__SET EXERCISE__.
Which lines of the data below contain the word "background"? Pick them out and copy each one.

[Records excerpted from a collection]
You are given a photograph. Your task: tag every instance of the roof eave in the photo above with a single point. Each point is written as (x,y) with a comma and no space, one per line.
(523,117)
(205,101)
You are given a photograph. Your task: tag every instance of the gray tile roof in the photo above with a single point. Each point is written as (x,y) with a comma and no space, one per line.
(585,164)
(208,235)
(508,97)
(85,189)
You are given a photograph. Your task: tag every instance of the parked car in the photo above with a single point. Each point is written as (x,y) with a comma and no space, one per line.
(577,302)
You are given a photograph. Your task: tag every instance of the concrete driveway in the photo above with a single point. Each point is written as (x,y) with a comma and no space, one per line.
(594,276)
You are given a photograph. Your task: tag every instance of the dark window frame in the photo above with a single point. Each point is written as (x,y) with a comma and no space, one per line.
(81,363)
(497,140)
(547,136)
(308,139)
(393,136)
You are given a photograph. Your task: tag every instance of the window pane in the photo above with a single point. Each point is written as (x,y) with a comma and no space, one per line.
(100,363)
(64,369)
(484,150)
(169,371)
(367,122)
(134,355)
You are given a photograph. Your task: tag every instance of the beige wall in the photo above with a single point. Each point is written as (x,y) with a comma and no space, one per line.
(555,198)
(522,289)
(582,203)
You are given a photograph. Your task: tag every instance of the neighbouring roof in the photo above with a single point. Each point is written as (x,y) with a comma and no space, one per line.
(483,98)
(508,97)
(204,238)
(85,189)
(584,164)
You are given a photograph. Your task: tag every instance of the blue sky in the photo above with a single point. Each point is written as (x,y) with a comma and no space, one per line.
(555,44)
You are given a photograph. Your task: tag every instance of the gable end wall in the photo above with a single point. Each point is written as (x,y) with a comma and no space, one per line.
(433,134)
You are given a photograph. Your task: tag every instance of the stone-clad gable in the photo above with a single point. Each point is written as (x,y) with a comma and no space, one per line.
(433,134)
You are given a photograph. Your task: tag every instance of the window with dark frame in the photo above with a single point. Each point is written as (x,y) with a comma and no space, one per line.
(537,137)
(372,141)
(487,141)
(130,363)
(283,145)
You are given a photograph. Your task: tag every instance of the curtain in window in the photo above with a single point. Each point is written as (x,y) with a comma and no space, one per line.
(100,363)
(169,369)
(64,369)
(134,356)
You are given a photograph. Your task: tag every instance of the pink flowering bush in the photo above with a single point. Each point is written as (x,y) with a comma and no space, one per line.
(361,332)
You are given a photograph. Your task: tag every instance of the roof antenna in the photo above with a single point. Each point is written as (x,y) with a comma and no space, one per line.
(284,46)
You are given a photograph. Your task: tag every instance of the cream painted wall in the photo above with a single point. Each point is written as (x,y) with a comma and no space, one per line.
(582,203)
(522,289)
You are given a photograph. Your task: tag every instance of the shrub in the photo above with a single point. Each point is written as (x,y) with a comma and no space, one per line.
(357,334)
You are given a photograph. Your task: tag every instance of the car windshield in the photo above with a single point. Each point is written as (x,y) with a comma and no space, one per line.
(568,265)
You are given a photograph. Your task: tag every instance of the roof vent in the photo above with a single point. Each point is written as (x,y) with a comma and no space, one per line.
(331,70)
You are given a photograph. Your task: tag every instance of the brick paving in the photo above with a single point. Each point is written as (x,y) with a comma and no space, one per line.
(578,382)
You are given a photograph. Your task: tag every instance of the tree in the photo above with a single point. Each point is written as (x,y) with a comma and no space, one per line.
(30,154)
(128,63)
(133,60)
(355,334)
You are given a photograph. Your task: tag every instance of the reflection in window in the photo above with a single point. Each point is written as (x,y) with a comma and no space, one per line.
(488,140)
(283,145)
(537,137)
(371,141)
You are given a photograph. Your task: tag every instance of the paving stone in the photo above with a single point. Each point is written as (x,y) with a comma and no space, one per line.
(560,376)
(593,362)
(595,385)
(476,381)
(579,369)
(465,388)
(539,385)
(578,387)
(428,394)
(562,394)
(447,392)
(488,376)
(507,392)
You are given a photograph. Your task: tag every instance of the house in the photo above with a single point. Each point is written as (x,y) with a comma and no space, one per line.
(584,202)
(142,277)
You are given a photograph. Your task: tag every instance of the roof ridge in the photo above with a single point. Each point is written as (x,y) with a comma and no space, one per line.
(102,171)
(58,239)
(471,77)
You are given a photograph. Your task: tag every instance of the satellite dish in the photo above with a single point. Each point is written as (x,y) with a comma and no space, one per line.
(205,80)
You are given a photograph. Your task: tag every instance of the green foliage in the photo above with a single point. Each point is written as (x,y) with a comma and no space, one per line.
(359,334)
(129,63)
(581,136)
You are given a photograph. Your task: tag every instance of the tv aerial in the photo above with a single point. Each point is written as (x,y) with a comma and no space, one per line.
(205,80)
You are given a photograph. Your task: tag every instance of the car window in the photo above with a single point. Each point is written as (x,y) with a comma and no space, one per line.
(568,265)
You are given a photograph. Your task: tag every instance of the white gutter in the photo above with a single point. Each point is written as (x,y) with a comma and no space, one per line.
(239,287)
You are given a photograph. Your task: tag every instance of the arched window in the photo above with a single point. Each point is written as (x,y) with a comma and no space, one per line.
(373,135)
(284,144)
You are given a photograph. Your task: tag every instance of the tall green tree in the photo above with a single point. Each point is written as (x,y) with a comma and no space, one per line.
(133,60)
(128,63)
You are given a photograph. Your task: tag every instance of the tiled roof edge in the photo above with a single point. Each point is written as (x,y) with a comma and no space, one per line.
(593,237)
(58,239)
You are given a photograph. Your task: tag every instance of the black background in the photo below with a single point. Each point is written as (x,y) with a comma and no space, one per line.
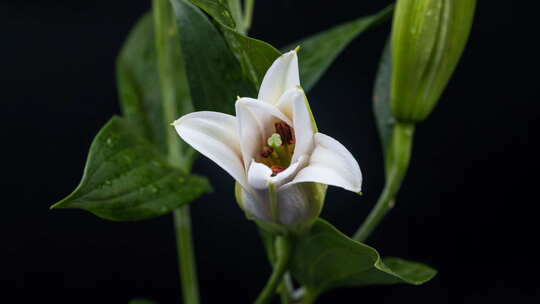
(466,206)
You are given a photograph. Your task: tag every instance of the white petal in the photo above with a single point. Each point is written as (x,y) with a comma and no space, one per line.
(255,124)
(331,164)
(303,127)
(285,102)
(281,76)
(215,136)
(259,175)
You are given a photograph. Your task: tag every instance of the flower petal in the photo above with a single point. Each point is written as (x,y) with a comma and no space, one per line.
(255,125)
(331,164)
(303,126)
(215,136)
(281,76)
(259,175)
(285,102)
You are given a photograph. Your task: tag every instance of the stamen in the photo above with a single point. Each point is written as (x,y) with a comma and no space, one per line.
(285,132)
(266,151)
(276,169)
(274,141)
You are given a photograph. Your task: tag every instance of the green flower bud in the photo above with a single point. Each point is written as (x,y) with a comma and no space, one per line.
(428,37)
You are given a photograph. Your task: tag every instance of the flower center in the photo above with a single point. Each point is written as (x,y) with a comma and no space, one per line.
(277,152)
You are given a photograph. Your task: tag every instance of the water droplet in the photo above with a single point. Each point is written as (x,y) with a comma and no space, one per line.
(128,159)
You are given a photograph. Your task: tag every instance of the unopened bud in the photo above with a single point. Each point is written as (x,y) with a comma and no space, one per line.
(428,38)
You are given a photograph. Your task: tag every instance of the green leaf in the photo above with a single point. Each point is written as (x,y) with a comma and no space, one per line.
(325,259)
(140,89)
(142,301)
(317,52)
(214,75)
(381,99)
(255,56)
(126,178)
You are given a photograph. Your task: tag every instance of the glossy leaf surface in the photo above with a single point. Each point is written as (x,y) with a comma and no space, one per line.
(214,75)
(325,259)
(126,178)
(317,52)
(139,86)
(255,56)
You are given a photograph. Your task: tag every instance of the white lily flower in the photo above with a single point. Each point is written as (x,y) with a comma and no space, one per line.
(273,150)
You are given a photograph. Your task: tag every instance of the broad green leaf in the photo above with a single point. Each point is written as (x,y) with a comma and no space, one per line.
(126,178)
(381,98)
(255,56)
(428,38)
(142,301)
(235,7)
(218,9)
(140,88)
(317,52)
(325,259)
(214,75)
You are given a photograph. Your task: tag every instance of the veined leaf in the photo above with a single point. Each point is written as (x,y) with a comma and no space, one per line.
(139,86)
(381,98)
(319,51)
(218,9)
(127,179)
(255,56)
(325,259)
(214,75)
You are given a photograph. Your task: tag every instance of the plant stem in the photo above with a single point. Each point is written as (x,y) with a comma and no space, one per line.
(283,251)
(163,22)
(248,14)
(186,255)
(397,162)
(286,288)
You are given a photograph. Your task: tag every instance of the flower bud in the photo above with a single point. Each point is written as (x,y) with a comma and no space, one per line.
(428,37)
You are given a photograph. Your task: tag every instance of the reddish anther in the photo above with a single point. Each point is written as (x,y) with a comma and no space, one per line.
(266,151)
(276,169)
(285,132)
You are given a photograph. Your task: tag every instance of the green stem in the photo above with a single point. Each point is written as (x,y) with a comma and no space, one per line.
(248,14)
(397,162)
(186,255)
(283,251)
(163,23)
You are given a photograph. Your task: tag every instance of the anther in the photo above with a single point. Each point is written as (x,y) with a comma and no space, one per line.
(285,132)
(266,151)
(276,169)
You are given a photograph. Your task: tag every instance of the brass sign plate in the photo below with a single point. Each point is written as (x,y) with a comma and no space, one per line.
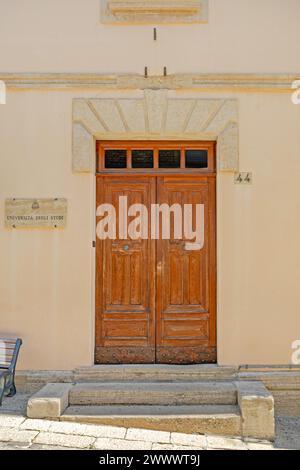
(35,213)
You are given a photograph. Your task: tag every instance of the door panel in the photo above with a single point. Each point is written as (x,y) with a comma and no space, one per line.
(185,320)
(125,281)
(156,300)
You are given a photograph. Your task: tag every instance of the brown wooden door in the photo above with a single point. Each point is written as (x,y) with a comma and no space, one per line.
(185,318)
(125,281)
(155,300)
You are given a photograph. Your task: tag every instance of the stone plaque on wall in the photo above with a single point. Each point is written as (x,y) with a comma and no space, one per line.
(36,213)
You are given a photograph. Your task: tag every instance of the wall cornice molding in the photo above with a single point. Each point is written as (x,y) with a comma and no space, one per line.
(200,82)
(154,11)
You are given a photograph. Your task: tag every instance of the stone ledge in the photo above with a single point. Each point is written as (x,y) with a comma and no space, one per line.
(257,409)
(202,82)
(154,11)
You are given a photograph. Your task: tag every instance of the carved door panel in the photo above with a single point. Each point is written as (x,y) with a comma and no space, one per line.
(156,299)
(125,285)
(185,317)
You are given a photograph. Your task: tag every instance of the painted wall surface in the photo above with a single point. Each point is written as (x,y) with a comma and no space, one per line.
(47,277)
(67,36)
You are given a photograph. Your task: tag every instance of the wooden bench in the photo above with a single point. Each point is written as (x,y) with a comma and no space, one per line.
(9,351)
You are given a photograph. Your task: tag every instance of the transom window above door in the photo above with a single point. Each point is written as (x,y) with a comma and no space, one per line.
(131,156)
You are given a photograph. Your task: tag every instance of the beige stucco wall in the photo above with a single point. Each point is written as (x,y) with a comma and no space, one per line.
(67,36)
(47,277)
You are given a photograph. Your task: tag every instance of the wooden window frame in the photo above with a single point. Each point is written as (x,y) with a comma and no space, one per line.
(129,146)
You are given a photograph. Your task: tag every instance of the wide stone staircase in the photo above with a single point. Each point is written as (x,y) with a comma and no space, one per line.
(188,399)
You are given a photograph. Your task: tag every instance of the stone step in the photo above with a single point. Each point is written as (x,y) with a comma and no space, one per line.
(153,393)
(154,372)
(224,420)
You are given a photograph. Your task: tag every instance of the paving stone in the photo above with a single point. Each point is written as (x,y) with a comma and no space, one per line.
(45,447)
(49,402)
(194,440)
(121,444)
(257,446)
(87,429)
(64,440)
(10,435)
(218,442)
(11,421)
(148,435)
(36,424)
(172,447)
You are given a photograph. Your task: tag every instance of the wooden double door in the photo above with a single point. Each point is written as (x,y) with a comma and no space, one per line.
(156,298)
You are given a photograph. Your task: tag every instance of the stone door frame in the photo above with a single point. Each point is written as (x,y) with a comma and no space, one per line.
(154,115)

* * *

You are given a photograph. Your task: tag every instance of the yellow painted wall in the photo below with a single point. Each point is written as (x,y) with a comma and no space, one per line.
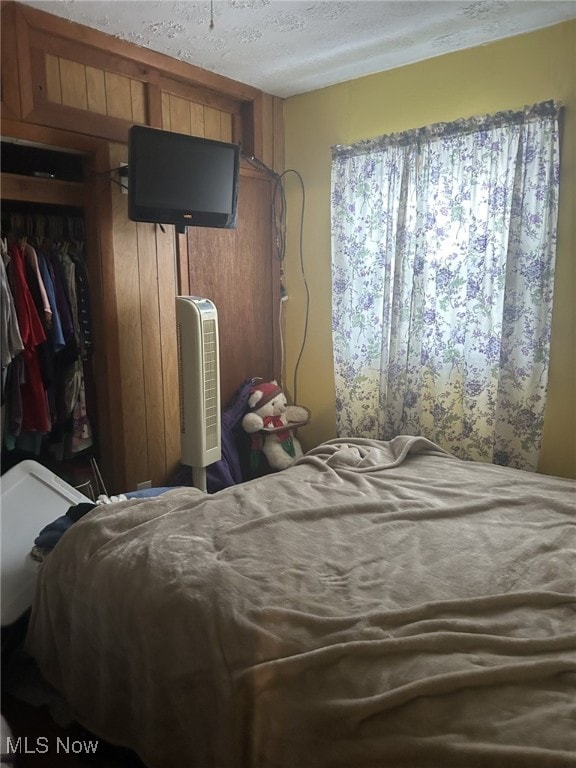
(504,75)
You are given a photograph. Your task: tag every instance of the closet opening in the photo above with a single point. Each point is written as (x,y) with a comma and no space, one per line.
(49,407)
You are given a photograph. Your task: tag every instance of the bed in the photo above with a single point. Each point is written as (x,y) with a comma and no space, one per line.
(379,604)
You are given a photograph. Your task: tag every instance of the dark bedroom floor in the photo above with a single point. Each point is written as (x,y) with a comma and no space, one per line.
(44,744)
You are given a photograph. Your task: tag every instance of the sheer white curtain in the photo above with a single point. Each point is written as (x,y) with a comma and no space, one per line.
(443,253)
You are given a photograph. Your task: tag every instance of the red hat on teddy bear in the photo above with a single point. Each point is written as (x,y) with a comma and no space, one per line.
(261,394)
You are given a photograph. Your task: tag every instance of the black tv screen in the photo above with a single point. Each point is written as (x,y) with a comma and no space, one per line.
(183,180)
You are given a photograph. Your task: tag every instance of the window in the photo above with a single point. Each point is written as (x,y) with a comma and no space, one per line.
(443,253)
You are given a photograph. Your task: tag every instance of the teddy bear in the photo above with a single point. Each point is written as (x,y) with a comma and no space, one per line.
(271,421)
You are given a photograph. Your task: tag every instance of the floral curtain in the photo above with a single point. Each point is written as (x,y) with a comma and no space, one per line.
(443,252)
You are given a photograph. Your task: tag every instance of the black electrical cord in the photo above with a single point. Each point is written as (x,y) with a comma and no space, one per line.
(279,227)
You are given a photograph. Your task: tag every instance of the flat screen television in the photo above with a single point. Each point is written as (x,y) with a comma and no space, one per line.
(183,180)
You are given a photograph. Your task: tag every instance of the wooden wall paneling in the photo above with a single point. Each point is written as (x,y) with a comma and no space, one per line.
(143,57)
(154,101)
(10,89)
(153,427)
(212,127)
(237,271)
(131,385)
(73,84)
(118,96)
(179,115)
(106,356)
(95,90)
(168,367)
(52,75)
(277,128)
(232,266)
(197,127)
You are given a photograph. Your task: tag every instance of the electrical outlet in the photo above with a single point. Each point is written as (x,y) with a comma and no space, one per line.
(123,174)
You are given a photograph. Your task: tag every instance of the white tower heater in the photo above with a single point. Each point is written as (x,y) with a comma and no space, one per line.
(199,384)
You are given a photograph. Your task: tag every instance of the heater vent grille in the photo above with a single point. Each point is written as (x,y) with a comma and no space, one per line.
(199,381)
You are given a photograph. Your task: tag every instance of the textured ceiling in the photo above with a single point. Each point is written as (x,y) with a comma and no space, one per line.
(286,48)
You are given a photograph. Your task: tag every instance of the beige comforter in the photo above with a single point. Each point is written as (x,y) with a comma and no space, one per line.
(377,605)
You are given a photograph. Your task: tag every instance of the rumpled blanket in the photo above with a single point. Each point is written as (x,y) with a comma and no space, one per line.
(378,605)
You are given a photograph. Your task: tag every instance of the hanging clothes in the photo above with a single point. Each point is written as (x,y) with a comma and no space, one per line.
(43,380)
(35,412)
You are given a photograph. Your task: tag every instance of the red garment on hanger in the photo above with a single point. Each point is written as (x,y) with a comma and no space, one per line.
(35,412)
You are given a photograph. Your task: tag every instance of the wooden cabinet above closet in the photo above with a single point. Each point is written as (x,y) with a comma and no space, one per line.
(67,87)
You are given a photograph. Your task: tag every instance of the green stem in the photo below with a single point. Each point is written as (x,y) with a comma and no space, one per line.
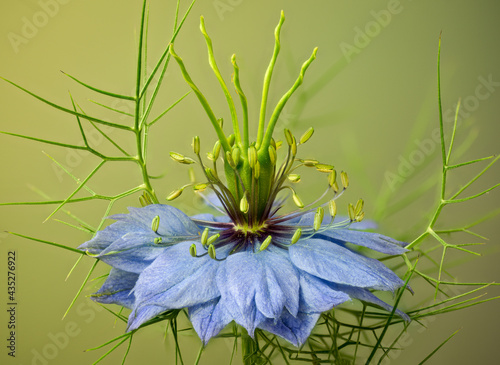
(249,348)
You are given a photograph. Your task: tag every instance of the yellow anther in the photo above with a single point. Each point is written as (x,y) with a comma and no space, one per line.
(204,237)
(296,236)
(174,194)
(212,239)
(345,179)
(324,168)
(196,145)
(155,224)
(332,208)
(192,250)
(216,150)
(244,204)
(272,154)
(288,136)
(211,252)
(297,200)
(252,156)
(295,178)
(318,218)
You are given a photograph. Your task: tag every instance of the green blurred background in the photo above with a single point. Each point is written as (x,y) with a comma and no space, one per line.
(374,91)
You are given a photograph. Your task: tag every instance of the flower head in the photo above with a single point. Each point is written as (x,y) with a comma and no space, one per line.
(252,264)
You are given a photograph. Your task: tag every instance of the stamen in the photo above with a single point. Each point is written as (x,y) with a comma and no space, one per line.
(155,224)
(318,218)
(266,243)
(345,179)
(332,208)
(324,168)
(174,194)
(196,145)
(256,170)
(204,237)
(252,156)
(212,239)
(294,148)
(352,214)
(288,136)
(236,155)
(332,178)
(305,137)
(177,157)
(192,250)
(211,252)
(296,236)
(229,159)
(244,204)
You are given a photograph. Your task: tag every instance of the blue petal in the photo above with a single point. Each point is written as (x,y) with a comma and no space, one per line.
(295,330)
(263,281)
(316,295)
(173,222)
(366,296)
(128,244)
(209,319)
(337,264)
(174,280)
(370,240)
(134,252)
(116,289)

__RESPONSE TO THE TASK__.
You are given a photograph. Your task: tag every instance of the black background in the photo below with a single point. Each point is written as (x,y) with a comma and no space, one per line.
You are given a photograph. Your task: tag every instance of the green blurred background in the photo above with a single point. Each point is written as (x,y) with a comma and no space, one per line.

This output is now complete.